■ WORK TO DO:
Please write out everything in the Huntington Properties sale filing from "The closing of" down to "of this nature.".

■ SELECTED EXCERPT:
_ _ _

Item 7.     Certain Negotiations and Transactions by the Subject Company.

            Item 7 is hereby amended and supplemented by adding thereto the
following:

            (b)  In continuation of the process that the Trust began in
December 1994 of evaluating all strategic options available to maximize the
value of the Trust to its shareholders as the Trust approaches its
scheduled liquidation date, the Trust entered into an Agreement of Purchase
and Sale (the "Agreement"), dated July 7, 1995, with Reckson FS Limited
Partnership, a Delaware limited partnership ("Buyer"), for the sale of the
Trust's Huntington Business Campus I & II located in Melville, Long Island,
New York (the "Huntington Properties"). The purchase price for the
Huntington Properties is $11,475,000 (subject to adjustment as provided for
in the Agreement), which is payable in cash (the "Purchase Price").

            The closing of the sale of the Huntington Properties (the
"Closing") is to occur no later than ten (10) days after the expiration of
a 45-day due diligence period (such period to commence on the date of the
Agreement), subject to extensions as provided therein.  Closing is
contingent upon the satisfactory completion of the due diligence review by
Buyer, full tenant occupancy and other customary conditions for transactions 
of this nature.

_ _ _

■ GIVEN ENTRIES:

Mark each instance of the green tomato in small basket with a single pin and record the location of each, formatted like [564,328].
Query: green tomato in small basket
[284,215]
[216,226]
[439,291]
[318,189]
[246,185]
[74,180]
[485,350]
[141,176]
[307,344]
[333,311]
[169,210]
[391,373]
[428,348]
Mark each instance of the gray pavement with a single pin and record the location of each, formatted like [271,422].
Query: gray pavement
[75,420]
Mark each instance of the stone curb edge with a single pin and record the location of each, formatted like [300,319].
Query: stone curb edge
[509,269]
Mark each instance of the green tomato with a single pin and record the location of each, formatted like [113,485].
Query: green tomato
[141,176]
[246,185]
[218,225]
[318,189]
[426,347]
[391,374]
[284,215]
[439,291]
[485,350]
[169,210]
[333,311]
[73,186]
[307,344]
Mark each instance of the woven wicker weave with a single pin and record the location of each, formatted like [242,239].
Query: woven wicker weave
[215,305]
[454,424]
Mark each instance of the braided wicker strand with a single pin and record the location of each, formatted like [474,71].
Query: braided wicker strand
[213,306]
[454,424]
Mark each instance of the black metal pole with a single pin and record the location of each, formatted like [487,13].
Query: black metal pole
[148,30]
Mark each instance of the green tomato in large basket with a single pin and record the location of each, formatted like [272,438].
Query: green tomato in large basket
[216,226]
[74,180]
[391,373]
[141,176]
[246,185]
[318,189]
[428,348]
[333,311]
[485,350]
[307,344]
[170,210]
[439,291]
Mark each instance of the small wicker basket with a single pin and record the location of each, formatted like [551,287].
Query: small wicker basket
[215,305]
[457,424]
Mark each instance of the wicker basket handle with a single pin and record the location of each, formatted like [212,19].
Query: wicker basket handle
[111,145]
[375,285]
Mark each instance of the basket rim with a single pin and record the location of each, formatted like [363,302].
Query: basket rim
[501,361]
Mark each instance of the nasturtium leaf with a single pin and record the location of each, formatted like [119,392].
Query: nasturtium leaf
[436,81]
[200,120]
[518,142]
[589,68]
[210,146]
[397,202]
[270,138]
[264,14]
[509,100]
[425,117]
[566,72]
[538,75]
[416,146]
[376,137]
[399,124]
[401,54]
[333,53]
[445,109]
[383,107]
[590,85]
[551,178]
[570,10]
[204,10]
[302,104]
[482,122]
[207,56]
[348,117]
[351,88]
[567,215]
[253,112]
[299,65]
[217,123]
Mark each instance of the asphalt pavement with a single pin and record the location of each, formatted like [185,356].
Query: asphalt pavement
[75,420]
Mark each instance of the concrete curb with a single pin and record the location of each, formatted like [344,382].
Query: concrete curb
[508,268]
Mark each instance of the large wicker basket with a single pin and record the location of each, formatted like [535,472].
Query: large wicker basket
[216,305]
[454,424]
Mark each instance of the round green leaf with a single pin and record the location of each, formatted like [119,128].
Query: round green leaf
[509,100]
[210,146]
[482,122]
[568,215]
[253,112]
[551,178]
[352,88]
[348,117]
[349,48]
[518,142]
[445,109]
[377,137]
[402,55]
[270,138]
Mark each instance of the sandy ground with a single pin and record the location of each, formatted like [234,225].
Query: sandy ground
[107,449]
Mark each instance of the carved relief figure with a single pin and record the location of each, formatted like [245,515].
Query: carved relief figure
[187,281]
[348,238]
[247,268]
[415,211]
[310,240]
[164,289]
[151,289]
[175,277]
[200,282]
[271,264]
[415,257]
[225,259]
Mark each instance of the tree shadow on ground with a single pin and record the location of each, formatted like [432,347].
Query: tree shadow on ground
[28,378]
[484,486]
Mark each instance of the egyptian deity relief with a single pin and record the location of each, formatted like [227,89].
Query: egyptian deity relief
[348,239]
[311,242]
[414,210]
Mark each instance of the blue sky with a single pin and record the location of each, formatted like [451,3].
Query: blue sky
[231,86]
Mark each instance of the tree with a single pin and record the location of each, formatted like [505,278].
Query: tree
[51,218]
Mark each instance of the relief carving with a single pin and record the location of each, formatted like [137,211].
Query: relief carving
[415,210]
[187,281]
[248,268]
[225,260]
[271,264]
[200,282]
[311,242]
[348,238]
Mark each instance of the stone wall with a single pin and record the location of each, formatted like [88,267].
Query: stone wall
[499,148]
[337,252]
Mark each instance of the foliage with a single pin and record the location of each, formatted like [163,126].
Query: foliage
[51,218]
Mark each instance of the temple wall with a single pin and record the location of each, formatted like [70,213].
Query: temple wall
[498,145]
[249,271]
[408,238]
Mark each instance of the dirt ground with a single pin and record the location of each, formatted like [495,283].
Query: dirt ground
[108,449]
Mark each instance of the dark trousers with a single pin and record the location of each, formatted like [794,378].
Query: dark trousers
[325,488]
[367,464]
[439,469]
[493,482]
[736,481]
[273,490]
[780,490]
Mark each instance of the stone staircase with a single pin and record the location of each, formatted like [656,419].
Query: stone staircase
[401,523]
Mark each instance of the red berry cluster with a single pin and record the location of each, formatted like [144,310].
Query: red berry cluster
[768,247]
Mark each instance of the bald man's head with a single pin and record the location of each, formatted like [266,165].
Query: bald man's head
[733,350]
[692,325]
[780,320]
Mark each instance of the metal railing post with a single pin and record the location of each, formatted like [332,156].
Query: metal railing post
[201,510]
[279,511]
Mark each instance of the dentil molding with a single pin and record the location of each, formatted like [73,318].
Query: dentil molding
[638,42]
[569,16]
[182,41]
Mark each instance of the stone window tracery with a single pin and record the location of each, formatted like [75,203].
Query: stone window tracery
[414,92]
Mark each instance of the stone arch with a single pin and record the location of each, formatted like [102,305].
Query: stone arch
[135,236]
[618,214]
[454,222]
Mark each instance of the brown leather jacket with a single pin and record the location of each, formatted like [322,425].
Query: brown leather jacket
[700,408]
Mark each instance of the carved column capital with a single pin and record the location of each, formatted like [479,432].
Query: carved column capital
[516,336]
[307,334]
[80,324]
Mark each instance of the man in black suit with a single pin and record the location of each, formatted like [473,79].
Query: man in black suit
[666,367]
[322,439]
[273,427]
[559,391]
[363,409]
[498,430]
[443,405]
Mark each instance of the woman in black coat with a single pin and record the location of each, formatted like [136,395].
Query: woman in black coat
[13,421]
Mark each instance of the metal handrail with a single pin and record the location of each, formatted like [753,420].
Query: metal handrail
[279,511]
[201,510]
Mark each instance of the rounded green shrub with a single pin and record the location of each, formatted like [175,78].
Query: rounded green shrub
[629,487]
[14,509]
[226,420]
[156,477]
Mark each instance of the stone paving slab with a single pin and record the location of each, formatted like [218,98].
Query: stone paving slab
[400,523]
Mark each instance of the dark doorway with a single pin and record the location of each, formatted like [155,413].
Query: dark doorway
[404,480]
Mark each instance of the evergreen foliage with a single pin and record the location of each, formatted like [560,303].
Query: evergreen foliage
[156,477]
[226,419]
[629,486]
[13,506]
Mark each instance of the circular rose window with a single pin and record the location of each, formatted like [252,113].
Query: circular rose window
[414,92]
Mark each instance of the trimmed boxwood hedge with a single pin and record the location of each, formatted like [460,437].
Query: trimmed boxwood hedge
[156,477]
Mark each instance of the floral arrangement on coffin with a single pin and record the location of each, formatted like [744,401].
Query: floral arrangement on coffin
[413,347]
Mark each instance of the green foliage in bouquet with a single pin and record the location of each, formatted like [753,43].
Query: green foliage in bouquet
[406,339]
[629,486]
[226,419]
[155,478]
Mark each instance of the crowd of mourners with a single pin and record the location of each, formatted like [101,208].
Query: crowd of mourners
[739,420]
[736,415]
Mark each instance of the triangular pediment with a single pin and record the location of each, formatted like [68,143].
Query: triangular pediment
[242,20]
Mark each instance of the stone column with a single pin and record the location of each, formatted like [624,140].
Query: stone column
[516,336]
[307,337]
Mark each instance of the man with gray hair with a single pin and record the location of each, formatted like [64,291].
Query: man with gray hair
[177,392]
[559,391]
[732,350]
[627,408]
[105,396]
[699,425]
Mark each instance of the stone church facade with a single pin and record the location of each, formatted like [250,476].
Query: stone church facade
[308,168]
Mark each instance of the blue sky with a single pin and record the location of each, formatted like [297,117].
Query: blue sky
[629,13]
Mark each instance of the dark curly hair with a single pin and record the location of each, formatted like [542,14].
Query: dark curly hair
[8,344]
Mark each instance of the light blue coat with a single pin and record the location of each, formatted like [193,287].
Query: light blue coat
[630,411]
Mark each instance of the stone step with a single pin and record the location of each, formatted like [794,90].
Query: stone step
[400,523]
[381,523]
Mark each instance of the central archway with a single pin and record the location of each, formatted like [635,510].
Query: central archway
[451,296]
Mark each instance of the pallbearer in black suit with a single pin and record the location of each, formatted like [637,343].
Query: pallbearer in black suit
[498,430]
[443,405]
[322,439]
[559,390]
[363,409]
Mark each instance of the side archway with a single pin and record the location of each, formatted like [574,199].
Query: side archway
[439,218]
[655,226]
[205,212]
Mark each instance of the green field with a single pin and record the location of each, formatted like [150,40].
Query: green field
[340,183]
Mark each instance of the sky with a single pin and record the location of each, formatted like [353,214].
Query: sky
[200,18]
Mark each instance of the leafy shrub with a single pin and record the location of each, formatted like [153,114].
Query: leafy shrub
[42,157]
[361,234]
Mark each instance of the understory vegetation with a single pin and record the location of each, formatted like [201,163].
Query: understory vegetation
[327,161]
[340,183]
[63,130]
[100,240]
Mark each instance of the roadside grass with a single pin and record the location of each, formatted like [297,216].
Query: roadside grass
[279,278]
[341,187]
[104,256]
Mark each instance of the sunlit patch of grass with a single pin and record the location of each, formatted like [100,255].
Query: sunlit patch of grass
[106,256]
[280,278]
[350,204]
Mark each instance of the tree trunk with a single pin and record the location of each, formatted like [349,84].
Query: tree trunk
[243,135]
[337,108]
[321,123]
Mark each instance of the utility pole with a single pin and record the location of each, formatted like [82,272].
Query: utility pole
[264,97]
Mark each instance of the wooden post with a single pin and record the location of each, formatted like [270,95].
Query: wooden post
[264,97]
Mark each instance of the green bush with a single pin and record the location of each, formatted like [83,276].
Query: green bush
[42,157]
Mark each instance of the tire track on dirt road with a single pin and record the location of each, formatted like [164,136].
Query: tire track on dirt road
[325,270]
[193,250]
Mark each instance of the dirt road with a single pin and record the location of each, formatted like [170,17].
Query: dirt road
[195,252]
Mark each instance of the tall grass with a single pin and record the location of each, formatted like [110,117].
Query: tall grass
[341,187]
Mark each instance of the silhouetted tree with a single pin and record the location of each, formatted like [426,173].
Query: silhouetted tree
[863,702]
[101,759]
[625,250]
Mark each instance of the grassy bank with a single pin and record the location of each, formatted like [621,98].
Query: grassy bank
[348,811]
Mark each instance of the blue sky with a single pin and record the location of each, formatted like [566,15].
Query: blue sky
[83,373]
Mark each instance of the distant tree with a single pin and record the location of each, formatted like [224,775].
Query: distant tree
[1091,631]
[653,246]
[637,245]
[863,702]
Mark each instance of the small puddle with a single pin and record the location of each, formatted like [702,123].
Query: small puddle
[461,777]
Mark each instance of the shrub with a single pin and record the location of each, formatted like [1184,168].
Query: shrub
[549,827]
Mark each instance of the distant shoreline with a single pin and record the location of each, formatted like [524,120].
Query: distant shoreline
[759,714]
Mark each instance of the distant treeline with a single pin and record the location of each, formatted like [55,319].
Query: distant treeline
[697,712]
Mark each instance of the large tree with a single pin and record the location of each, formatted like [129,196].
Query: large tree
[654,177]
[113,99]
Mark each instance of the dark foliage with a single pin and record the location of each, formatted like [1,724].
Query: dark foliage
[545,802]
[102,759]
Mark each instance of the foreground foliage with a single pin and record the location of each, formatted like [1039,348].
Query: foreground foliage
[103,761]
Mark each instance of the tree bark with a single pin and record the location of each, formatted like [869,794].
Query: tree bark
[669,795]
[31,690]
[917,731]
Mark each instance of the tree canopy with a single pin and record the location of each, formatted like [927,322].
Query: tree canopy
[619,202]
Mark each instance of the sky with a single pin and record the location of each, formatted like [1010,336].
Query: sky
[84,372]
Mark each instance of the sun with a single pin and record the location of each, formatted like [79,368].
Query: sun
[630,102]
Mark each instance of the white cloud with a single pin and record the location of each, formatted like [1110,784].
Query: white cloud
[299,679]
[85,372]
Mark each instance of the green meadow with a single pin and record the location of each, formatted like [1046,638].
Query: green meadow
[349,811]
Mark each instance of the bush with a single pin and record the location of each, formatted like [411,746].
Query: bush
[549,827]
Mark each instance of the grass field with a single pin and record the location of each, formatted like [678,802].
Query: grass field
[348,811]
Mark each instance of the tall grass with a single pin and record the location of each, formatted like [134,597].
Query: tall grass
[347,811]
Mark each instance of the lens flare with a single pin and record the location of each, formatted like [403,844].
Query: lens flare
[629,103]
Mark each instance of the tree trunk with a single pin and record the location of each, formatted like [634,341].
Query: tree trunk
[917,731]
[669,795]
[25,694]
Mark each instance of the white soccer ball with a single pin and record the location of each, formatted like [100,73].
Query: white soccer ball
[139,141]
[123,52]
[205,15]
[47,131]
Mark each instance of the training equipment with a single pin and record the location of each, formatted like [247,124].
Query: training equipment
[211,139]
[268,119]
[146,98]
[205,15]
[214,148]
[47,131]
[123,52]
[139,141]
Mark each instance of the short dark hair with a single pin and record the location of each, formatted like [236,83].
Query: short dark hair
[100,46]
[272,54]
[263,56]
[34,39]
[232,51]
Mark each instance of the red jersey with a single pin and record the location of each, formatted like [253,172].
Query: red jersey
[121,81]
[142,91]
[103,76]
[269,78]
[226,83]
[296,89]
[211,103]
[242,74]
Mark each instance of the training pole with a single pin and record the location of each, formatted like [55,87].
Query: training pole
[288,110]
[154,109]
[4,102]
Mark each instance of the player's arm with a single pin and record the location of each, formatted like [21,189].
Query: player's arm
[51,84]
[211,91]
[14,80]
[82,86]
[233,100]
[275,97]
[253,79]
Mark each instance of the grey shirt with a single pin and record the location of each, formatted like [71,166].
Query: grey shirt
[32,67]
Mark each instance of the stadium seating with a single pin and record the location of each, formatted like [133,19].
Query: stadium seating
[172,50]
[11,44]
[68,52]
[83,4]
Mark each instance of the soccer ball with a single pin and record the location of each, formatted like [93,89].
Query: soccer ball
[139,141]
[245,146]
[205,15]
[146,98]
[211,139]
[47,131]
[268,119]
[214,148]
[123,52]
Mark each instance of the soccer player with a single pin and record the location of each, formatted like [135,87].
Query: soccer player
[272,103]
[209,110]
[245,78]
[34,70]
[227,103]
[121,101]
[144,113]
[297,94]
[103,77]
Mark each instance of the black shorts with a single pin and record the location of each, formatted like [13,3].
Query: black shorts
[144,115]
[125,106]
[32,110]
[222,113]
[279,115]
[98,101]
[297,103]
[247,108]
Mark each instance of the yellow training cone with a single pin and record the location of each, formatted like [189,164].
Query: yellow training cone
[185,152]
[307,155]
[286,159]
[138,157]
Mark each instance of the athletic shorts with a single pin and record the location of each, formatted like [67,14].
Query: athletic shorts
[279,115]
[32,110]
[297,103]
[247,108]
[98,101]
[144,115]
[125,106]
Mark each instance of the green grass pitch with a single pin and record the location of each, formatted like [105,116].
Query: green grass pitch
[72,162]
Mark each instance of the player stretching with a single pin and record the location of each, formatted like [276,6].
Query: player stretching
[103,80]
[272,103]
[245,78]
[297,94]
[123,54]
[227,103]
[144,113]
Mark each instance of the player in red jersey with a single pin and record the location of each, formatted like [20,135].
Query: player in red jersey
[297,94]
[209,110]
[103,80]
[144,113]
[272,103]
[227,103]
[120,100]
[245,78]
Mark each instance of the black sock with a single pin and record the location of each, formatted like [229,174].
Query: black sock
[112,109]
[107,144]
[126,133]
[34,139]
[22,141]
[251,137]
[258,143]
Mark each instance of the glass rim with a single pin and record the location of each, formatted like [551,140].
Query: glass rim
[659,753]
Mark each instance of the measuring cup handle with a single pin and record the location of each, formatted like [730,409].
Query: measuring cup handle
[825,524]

_ _ _

■ REPLY TO THE TASK:
The closing of the sale of the Huntington Properties (the
"Closing") is to occur no later than ten (10) days after the expiration of
a 45-day due diligence period (such period to commence on the date of the
Agreement), subject to extensions as provided therein.  Closing is
contingent upon the satisfactory completion of the due diligence review by
Buyer, full tenant occupancy and other customary conditions for transactions 
of this nature.